▶ _WHAT TO WORK ON_: Nothing but the pictures should be left out when you copy the records exactly.

▶ _Source data_:
==*==

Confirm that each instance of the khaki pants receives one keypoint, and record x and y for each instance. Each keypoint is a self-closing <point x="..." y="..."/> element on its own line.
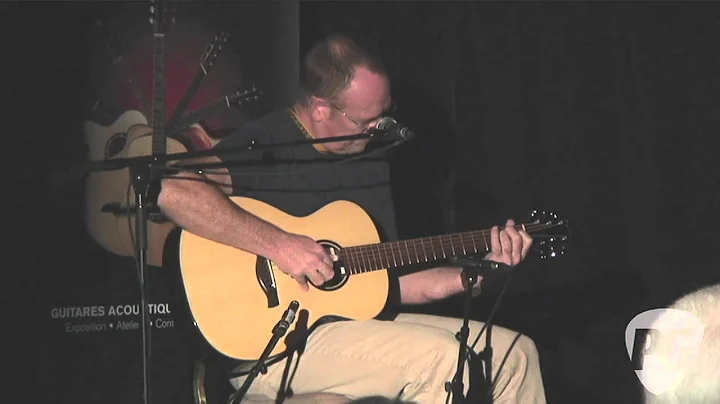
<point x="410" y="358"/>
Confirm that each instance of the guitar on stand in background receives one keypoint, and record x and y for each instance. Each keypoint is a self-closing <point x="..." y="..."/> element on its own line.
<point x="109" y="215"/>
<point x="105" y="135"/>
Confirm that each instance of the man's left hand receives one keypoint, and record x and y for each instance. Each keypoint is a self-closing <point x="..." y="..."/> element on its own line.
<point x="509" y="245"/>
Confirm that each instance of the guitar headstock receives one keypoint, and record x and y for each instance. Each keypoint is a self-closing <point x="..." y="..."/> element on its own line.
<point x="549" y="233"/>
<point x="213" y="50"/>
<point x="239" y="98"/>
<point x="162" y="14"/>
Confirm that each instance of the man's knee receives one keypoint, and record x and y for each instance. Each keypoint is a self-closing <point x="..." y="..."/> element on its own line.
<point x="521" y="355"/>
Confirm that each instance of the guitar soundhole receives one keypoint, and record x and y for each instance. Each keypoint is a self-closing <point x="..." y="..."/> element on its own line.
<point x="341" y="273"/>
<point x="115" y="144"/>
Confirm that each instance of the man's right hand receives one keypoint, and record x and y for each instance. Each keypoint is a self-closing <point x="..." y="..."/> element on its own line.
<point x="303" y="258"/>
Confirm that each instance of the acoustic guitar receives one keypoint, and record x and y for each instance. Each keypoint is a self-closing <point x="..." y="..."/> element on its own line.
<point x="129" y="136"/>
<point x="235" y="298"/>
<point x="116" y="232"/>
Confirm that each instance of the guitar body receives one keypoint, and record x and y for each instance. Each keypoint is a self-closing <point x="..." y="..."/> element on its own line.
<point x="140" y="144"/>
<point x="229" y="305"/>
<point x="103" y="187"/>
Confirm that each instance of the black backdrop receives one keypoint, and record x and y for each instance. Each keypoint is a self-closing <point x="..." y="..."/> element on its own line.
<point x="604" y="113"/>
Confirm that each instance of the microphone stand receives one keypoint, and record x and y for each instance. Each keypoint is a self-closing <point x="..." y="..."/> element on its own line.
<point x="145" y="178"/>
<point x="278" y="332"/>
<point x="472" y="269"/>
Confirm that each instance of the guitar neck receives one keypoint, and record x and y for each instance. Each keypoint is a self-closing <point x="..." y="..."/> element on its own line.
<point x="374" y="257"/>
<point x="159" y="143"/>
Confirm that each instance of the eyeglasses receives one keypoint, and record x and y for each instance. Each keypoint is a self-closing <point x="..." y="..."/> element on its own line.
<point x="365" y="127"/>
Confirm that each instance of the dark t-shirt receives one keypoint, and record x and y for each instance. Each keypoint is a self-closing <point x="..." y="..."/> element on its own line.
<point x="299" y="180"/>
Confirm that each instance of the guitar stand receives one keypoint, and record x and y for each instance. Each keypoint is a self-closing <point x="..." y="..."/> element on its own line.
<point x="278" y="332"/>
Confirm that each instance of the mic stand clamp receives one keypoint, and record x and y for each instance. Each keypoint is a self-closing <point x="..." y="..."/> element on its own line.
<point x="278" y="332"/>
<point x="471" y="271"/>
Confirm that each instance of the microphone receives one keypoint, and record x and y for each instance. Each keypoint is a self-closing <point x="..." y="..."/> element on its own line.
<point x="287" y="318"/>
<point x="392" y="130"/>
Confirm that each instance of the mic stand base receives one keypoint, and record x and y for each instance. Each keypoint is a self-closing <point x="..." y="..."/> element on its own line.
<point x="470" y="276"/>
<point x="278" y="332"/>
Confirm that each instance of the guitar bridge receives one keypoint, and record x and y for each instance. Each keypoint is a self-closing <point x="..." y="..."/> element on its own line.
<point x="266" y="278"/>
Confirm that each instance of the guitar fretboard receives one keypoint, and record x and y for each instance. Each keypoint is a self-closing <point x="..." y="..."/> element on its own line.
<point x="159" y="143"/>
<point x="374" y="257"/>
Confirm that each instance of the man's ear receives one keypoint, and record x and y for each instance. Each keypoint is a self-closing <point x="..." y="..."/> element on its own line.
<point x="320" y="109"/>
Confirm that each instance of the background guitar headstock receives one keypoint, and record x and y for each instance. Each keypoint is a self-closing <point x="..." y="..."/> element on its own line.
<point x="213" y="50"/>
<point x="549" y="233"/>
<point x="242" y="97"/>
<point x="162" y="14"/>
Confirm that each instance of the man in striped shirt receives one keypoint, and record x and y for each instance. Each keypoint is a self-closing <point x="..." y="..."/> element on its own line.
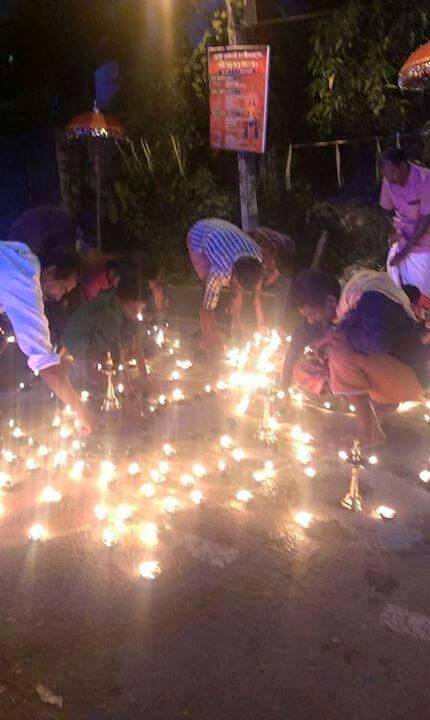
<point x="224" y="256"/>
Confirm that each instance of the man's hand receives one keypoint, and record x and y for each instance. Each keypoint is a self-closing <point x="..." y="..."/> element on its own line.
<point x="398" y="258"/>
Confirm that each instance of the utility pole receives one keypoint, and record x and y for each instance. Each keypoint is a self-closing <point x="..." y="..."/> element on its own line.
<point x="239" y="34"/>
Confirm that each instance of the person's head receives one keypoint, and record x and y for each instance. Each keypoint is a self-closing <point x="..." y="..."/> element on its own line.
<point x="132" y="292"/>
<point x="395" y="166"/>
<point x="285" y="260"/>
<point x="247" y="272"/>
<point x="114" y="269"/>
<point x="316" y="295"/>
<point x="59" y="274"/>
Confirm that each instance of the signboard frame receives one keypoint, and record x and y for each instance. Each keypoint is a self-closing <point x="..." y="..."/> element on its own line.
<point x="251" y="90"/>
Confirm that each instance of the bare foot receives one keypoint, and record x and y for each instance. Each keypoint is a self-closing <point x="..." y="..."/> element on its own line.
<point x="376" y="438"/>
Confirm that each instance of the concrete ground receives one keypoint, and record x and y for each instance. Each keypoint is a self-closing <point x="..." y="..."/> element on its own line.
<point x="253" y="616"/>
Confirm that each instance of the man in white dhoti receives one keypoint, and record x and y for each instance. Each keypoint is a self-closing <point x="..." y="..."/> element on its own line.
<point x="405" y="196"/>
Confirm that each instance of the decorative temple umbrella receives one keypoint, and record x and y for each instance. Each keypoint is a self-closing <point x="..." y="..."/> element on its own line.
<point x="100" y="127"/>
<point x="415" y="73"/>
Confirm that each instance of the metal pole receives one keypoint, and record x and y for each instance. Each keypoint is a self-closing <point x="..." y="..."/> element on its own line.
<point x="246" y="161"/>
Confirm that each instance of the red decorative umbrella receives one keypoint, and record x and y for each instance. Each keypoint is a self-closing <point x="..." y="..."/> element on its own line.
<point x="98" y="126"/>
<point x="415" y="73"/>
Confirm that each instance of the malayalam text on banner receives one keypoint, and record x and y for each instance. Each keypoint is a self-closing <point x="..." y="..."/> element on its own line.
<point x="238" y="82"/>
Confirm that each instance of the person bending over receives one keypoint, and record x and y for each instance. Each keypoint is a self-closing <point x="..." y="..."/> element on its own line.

==*==

▶ _FINISHED TASK_:
Confirm that each instance of the khaki pants receives one keypoint, and record x and y for each instance. Each keypoint is a self-closing <point x="..." y="..."/> element on its own line.
<point x="410" y="358"/>
Confirm that each instance of the guitar on stand in background receives one keypoint, and record x and y for each instance. Each keypoint is a self-closing <point x="..." y="..."/> element on its own line.
<point x="109" y="215"/>
<point x="105" y="135"/>
Confirm that each instance of the man's left hand receives one keypoint, and record x and y for each instance. Each keypoint is a self-closing <point x="..." y="..."/> element on its own line.
<point x="509" y="245"/>
Confirm that each instance of the guitar headstock receives one keypoint, and record x and y for each instance. Each keypoint is a self-closing <point x="..." y="..."/> element on its own line.
<point x="549" y="233"/>
<point x="213" y="50"/>
<point x="239" y="98"/>
<point x="162" y="14"/>
Confirm that each instance of the man's knee receives one keypoint, and record x and y for each instance. Each keypoint is a self-closing <point x="..." y="..."/> element on its own line.
<point x="521" y="355"/>
Confirm that each instance of the guitar soundhole receives one keypoint, and record x and y for each instance. Each keypoint is a self-closing <point x="..." y="..."/> element on its own line.
<point x="341" y="273"/>
<point x="115" y="144"/>
Confirm that each instance of the man's right hand receives one keypoint, and record x and y for each instance. Each keypoint is a self-closing <point x="..." y="..."/> element on its own line.
<point x="303" y="258"/>
Confirm that each instance of the acoustic guitar receives one keypoint, and record x and y for each instance. Each keypoint is a self-closing <point x="..." y="..."/> element on its own line.
<point x="129" y="136"/>
<point x="235" y="298"/>
<point x="116" y="232"/>
Confirm that each instance of the guitar body receives one keypoint, and record x and y for each instance. Each keypoint is a self-closing <point x="..." y="..."/> element on its own line.
<point x="140" y="144"/>
<point x="229" y="305"/>
<point x="103" y="187"/>
Confirm that each instance of the black backdrop receives one keypoint, and record x and y for each instance. Each keypoint is a self-closing <point x="..." y="..."/> element on its own line.
<point x="604" y="113"/>
Confirm that each instance of the microphone stand receives one keypoint, and record x and y for each instance. Each keypoint is a self-closing <point x="..." y="..."/> element on its own line.
<point x="145" y="178"/>
<point x="278" y="332"/>
<point x="472" y="269"/>
Confirm that each instance of the guitar neck receives one keypoint, and record x and y for each instance. Each keypoint is a self-closing <point x="..." y="..."/> element on its own line.
<point x="374" y="257"/>
<point x="159" y="143"/>
Confirm that each instance of the eyeglasses receives one keypoint, and record x and y for each instance. Each keypoint is a self-closing <point x="..." y="..."/> element on its own line.
<point x="365" y="127"/>
Confirm that each instance of the dark t-shirt receives one keypoint, and record x and y for each instance. Each keypoint is a self-closing <point x="..." y="..."/> element on its own line.
<point x="299" y="180"/>
Confirm that each instance of the guitar stand receives one keypoint, and record x and y for each instance. Each keypoint is a self-closing <point x="..." y="..."/> element on its own line.
<point x="278" y="332"/>
Confirm that each instance of the mic stand clamp receives one keypoint, and record x and y for each instance. Each keypoint is a self-closing <point x="..." y="..."/> element on its own line.
<point x="278" y="332"/>
<point x="471" y="271"/>
Confirm that each instance of the microphone receives one keypoint, and record x and y for each instance. Each keypoint is a self-closing <point x="..." y="..."/> element on its own line.
<point x="287" y="318"/>
<point x="392" y="130"/>
Confirm that each instance of the mic stand base receives one keypoint, and record x and y for each instance. Each keypoint is a self-closing <point x="..." y="..."/> element on its own line.
<point x="470" y="276"/>
<point x="278" y="332"/>
Confirm that each instance of the guitar bridge receives one keypoint, and record x and y for each instance. Each keypoint is a self-closing <point x="..." y="..."/> element on its own line.
<point x="266" y="278"/>
Confirm that each instance of the guitar fretboard receives one keypoint, and record x and y for each instance. Each keypoint is a self-closing <point x="..." y="..."/> element on its own line.
<point x="159" y="143"/>
<point x="374" y="257"/>
Confirm that each instance of the man's ear receives one keypoint, and record x and y for each instance. Each keypoint is a self-closing <point x="..." y="..."/> element on its own line.
<point x="320" y="109"/>
Confirm that each instance of the background guitar headstock receives one keypoint, and record x and y for each instance. Each keypoint is a self-closing <point x="..." y="..."/> element on its own line.
<point x="213" y="50"/>
<point x="549" y="233"/>
<point x="242" y="97"/>
<point x="162" y="14"/>
Confirm that each instance of the man in striped shirt receives one keypoint, and record x and y for each instance. Each keypoint is a self-closing <point x="..." y="..."/> element on its own line.
<point x="224" y="256"/>
Confirm that each instance of the man's hand receives one keypoint, and record x and y for each instance. Each keypoint is a self-closing <point x="..." y="..."/> element on its own line.
<point x="398" y="258"/>
Confirm that each instance of the utility pole receives one keypoint, and record x and y for each instance. Each keypoint is a self-closing <point x="..." y="..."/> element on its own line.
<point x="239" y="34"/>
Confirm that each instance of the person's head receives one keypoint, and record x and y for each instance. Each keypoint is a self-closing <point x="..." y="..."/> element on its own line.
<point x="132" y="292"/>
<point x="395" y="166"/>
<point x="285" y="260"/>
<point x="247" y="272"/>
<point x="114" y="269"/>
<point x="316" y="295"/>
<point x="59" y="274"/>
Confirm that each instance of the signboard frame receives one keypoint, and record x and y for each instance. Each keypoint is a self-closing <point x="..." y="..."/> element on its own line.
<point x="251" y="90"/>
Confirm that each instance of the bare foot receives one keypoint, and record x and y for each instance. Each keypoint is a self-closing <point x="..." y="..."/> element on its own line.
<point x="376" y="438"/>
Confirm that each instance of the concrete ground receives one keypoint, and record x and y for each instance. Each keypoint is a self-closing <point x="..." y="..."/> element on its own line.
<point x="253" y="616"/>
Confirm that each instance of the man in white dhoti receives one keypoint, and record x and y for each instance. Each keypoint is a self-closing <point x="..." y="..."/> element on its own line.
<point x="405" y="196"/>
Confirm that each instance of the decorative temple umbrella receives one keypoint, and record x and y for each instance. Each keypoint is a self-closing <point x="..." y="..."/> element on its own line.
<point x="100" y="127"/>
<point x="415" y="73"/>
Confirm that each instance of the metal pole receives one keypoint, and record x and y for each instance. Each keypoint is a self-closing <point x="..." y="..."/> element on its own line.
<point x="246" y="161"/>
Confirm that each instance of the red decorative umbrella receives one keypoint, and record x and y for each instance. Each keypoint is a self-closing <point x="..." y="..."/> element on its own line.
<point x="98" y="126"/>
<point x="415" y="73"/>
Confirm that each instance of the malayalam text on banner receives one keypoint, and record x and y for each instance. Each keypoint is a self-closing <point x="..." y="..."/> element on its own line.
<point x="238" y="82"/>
Confirm that each instance of the person bending over receives one keypoint, and record x and y for each instance. Each keypoint is a self-closing <point x="..." y="..."/> element on its own line.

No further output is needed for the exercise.